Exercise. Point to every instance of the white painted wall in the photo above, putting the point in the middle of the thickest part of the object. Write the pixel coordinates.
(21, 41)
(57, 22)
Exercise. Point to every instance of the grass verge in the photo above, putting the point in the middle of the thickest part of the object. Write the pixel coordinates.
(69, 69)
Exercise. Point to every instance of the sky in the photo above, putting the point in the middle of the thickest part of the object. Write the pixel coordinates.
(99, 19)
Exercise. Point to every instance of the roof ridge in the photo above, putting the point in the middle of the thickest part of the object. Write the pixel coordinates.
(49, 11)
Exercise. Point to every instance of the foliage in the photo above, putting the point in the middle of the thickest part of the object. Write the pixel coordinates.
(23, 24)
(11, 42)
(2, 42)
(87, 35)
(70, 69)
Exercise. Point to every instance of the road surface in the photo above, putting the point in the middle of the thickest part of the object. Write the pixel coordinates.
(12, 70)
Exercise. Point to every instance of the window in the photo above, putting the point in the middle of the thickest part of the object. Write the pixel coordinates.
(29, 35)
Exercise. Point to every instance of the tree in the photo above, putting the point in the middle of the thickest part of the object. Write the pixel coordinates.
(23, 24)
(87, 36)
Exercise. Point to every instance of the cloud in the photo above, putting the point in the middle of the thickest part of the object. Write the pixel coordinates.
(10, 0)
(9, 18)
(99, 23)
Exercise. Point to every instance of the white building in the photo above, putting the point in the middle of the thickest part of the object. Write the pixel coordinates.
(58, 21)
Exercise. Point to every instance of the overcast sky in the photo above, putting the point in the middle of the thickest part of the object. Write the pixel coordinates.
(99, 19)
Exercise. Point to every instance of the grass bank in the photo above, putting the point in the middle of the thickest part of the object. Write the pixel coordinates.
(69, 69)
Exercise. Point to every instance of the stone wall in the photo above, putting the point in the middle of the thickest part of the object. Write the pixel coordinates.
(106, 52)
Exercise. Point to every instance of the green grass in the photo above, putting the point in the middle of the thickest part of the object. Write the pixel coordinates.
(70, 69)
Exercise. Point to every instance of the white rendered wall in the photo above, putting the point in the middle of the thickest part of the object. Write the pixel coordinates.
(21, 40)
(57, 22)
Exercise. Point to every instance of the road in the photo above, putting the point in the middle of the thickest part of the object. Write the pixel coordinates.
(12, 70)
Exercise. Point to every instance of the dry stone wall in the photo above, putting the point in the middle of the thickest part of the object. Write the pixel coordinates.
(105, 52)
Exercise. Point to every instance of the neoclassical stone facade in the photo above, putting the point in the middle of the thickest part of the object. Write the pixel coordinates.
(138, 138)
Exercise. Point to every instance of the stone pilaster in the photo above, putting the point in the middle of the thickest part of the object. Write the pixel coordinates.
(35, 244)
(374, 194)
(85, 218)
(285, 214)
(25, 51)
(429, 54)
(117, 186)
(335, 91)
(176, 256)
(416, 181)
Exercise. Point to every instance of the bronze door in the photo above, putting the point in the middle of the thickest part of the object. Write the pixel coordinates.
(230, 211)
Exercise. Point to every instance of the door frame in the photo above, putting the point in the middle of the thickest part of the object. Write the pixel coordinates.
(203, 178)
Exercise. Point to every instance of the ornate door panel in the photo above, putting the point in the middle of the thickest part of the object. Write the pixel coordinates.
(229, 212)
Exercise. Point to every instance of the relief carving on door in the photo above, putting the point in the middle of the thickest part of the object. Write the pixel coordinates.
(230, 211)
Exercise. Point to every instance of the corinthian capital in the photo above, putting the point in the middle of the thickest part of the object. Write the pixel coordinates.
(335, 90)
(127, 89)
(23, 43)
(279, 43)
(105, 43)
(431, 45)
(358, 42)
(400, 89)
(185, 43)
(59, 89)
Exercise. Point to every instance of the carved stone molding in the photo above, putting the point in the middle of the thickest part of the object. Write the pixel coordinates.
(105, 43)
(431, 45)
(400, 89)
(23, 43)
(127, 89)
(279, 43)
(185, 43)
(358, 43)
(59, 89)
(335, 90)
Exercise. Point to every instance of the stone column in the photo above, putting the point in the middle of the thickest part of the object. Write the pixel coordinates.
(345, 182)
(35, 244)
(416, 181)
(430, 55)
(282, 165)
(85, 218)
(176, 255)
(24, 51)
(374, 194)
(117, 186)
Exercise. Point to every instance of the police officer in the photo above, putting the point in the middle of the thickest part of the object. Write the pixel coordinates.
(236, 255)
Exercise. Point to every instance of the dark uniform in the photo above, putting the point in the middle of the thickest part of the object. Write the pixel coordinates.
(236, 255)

* _TASK BRIEF_:
Everything from the line containing "Exercise. Point to every instance of the stone column" through the final line of the listing, inclusive, must be reproduced exactly; leave out the rest.

* _THE OUTPUT_:
Exercise. Point to every instance of the stone column in the photo above, putting the point in the middle of the thickest part of the object. Write the pixel coordinates.
(345, 182)
(35, 244)
(416, 181)
(430, 55)
(282, 165)
(85, 218)
(176, 255)
(24, 51)
(374, 194)
(117, 186)
Exercise. Point to every instance of the police officer in the photo above, putting the point in the middle of the thickest part of the object. Write the pixel coordinates.
(236, 255)
Exercise. Point to every instance of the dark uniform in the photo above, putting the point in the middle of the thickest part of the object. Write the pixel coordinates.
(236, 255)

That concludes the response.